*Short problem*: Reproduce the full listing that appears beneath this instruction exactly.

+ + + + +

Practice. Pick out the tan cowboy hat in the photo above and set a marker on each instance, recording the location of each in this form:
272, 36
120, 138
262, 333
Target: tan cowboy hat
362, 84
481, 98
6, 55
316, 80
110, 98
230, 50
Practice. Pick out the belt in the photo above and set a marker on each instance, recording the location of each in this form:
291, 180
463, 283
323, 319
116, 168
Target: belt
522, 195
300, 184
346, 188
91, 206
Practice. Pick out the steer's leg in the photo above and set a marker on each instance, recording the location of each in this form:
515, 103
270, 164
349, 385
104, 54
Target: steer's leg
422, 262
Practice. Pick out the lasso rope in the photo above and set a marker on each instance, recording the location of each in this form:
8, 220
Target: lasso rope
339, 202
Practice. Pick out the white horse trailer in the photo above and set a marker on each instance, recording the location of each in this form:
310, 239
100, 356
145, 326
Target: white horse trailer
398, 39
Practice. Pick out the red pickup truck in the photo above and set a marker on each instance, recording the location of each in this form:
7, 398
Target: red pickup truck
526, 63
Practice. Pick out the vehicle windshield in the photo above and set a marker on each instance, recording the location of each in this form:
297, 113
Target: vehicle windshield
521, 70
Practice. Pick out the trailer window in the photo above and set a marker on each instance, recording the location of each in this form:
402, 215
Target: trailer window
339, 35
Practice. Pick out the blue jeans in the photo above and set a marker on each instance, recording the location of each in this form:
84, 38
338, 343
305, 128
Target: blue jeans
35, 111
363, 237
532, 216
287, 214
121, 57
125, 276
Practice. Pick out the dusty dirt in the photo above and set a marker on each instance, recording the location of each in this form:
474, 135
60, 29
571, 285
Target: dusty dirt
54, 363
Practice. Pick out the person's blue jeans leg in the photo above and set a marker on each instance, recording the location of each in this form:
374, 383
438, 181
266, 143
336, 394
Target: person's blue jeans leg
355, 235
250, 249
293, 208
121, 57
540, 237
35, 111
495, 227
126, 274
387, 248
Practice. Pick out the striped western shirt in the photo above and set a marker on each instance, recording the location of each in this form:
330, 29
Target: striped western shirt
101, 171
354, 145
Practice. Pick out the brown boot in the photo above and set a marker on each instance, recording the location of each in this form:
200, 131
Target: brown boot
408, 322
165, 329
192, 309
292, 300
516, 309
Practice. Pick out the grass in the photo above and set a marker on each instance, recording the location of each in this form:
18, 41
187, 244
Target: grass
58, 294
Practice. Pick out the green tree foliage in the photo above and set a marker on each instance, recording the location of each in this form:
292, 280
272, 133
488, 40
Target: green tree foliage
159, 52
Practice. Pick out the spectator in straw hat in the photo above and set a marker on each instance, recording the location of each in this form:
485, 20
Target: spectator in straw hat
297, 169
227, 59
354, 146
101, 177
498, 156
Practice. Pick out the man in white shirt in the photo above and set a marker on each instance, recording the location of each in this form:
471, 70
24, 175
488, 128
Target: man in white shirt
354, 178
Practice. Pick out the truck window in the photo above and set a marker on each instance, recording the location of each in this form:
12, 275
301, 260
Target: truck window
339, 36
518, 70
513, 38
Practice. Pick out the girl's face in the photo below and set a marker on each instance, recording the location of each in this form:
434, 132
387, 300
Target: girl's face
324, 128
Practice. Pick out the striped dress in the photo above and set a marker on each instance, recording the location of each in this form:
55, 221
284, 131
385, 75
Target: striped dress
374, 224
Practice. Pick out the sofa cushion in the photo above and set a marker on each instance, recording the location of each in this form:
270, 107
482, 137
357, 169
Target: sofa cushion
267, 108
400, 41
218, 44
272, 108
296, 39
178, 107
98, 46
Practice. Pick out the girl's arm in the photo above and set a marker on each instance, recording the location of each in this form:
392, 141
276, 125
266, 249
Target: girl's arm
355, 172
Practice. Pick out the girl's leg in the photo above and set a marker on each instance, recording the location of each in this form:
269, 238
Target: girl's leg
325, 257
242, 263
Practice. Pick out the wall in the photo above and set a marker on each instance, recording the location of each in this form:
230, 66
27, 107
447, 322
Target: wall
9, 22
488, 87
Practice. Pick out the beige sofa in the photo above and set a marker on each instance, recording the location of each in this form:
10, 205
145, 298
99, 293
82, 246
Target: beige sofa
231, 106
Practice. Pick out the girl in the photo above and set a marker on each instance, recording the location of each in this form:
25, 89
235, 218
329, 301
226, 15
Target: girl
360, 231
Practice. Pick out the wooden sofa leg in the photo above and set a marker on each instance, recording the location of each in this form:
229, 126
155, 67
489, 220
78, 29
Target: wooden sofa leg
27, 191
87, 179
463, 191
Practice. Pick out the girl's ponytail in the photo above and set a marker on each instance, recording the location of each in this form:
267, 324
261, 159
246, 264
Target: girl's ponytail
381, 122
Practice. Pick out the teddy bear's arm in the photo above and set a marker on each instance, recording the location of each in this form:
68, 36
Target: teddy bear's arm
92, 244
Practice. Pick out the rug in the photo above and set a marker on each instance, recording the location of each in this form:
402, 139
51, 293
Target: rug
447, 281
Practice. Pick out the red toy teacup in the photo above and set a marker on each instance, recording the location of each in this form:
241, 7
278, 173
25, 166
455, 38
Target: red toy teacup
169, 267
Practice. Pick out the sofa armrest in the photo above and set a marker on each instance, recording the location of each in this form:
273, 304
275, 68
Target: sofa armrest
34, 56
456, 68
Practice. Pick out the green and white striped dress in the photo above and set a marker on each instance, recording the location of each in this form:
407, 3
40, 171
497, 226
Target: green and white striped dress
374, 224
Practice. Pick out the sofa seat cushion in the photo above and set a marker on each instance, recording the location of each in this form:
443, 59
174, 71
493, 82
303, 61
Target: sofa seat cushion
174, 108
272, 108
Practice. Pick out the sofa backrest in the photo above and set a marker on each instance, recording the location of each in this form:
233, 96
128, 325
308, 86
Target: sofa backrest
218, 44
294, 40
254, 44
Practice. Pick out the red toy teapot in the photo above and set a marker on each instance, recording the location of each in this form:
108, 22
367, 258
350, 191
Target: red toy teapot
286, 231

+ + + + +

*The reply*:
Practice. Pick out the tan cowboy hat in the photo above and set a marker on each instance, recording the location of each in this form:
272, 36
120, 138
262, 333
Target: tan cowboy hat
362, 84
481, 98
6, 55
316, 80
110, 98
230, 50
Practice. Pick out the belt in the photo above and set a marker on each instance, recording the location of each in this form:
291, 180
463, 283
323, 319
116, 168
Target: belt
522, 195
300, 184
346, 188
91, 206
Practice. Pick out the steer's leg in the photo above and set a marker on each instance, recording the location of each in this form:
515, 103
270, 164
349, 385
104, 54
Target: steer's leg
422, 262
Practice. Pick out the lasso rope in the photo above and set a marker on each instance, recording the location of each in this form:
8, 220
Target: lasso rope
339, 202
Practice. Pick out the white horse trailer in the photo above and set a marker on each instance, recording the location of each in this form:
310, 239
100, 356
145, 326
Target: white horse trailer
398, 39
Practice. Pick out the red pickup truck in the photo above and set a marker on each instance, recording the location of each in this form:
7, 398
Target: red pickup truck
526, 63
Practice. Pick out the vehicle windshield in the photo above and set a marker on each instance, recording the location of each in this form:
297, 113
Target: vehicle windshield
521, 70
Practice. Pick out the trailer window in the photo above and set a marker on each instance, recording the location of each in this form:
402, 215
Target: trailer window
339, 35
Practice. Pick out the blue jeans in the photo above and set a marker on each instance, recording the location of each in this form:
84, 38
338, 343
305, 128
Target: blue jeans
35, 111
363, 237
532, 216
287, 214
121, 57
125, 276
Practice. Pick out the dusty dirt in the photo above and set a marker on each instance, recording the location of each in this form:
474, 135
60, 29
571, 285
Target: dusty dirt
54, 363
Practice. Pick out the person's blue jeans leg in the photo above and set a marker on each instance, recording the location of each in this form:
374, 383
438, 181
266, 143
336, 394
Target: person's blue jeans leg
355, 235
250, 249
293, 208
121, 57
540, 237
35, 111
495, 227
126, 274
387, 248
Practice. Pick out the striped western shirt in the photo above and set a marker on each instance, recording the location of each in this form:
330, 29
Target: striped western shirt
101, 171
354, 145
Practice. Pick out the brown boot in the photo above and set a marker on each instance, recording the location of each in this form:
200, 131
Target: brown boot
408, 322
165, 329
192, 309
292, 300
516, 309
Practice. Pick out the grass in the photo above and set a marker on each instance, recording the location of each in this form:
18, 41
187, 244
Target: grass
58, 294
Practice. Pick out the green tree foliage in the photo above and set a marker on each instance, recording the location of each in this form:
292, 280
272, 133
488, 40
Target: green tree foliage
159, 52
Practice. Pick out the spectator in straw hat in the photo above and set a marker on each instance, recording the location of each in this form:
485, 20
Target: spectator in straw hat
297, 169
227, 59
354, 146
101, 177
498, 156
Practice. Pick out the man in white shirt in the photo above and set a marker on each instance, recording the location of each in this form:
471, 70
24, 175
488, 128
Target: man in white shirt
354, 178
Practice. Pick out the truck window in the photo above and set a marker on each instance, recording the location of each in this form:
12, 275
301, 260
Target: truck window
339, 36
518, 70
513, 38
Practice. Pick out the girl's face in the photo below and set a marker on each instance, recording the location of each in this form:
434, 132
387, 300
Target: girl's face
324, 128
Practice. Pick out the striped dress in the photo above and set a marker on each instance, recording the location of each in this form:
55, 221
284, 131
385, 75
Target: striped dress
374, 224
Practice. Pick out the sofa cushion in the photo above and set a marker on each instance, recording the location of each in this form:
270, 107
482, 137
357, 169
Target: sofa cushion
267, 108
400, 41
218, 44
272, 108
296, 39
178, 107
98, 46
Practice. Pick out the girl's arm in the photo above and set a marker on each instance, recording the location of each in this form:
392, 141
276, 125
266, 249
Target: girl's arm
355, 172
Practice. Pick out the girl's leg in the photo above and set a marker on each instance, recording the location of each in this form:
269, 238
Target: girl's leg
325, 257
242, 263
Practice. Pick out the wall in the photo above and set a marker on each instance, recording the location of each in this form:
230, 66
27, 107
447, 322
Target: wall
9, 22
488, 87
Practice. Pick out the beige sofa in the photo above and set a marker on each instance, recording the location of each in this form:
10, 205
145, 298
99, 293
82, 246
Target: beige sofa
231, 106
Practice. Pick out the girl in the photo above and set a marker on each instance, recording the location of each in this form:
25, 89
235, 218
329, 301
226, 15
Target: girl
360, 231
Practice. Pick out the wooden sofa leg in the photo above and set a marker on each instance, recording the location of each in this form:
229, 126
155, 67
489, 220
78, 29
Target: wooden sofa leg
27, 191
87, 179
463, 191
Practice. Pick out the girl's ponytail in the photo above and set a marker on each instance, recording the location of each in this form:
267, 324
261, 159
246, 264
Target: girl's ponytail
381, 122
Practice. Pick out the teddy bear's arm in the photo above and set a marker on each instance, recording the location of each in this form:
68, 36
Target: teddy bear's arm
92, 244
Practice. Pick out the rug in the photo above and set a marker on each instance, recording the location of each in this form:
402, 139
51, 293
Target: rug
447, 281
Practice. Pick out the red toy teacup in the photo above and set a marker on each instance, recording the location of each in this form:
241, 7
278, 173
25, 166
455, 38
Target: red toy teacup
169, 267
Practice. Pick out the sofa armrest in the photo above and set a marker on each instance, recording the location of each in this form:
273, 304
275, 68
Target: sofa armrest
34, 56
456, 68
Practice. Pick out the green and white striped dress in the photo above and set a marker on each instance, recording the location of each in this form:
407, 3
40, 171
497, 226
Target: green and white striped dress
374, 224
Practice. Pick out the sofa seat cushion in the photo above and set a marker on each instance, recording the location of each in this form:
443, 59
174, 71
493, 82
303, 61
Target: sofa seat cushion
174, 108
272, 108
Practice. Pick out the sofa backrest in the photo above and set a marker on each instance, recording the location of each in this form:
233, 96
128, 325
308, 86
Target: sofa backrest
218, 44
294, 40
254, 44
Practice. Pick out the red toy teapot in the photo above and set a marker on each instance, recording the location of each in this form:
108, 22
367, 258
350, 191
Target: red toy teapot
286, 231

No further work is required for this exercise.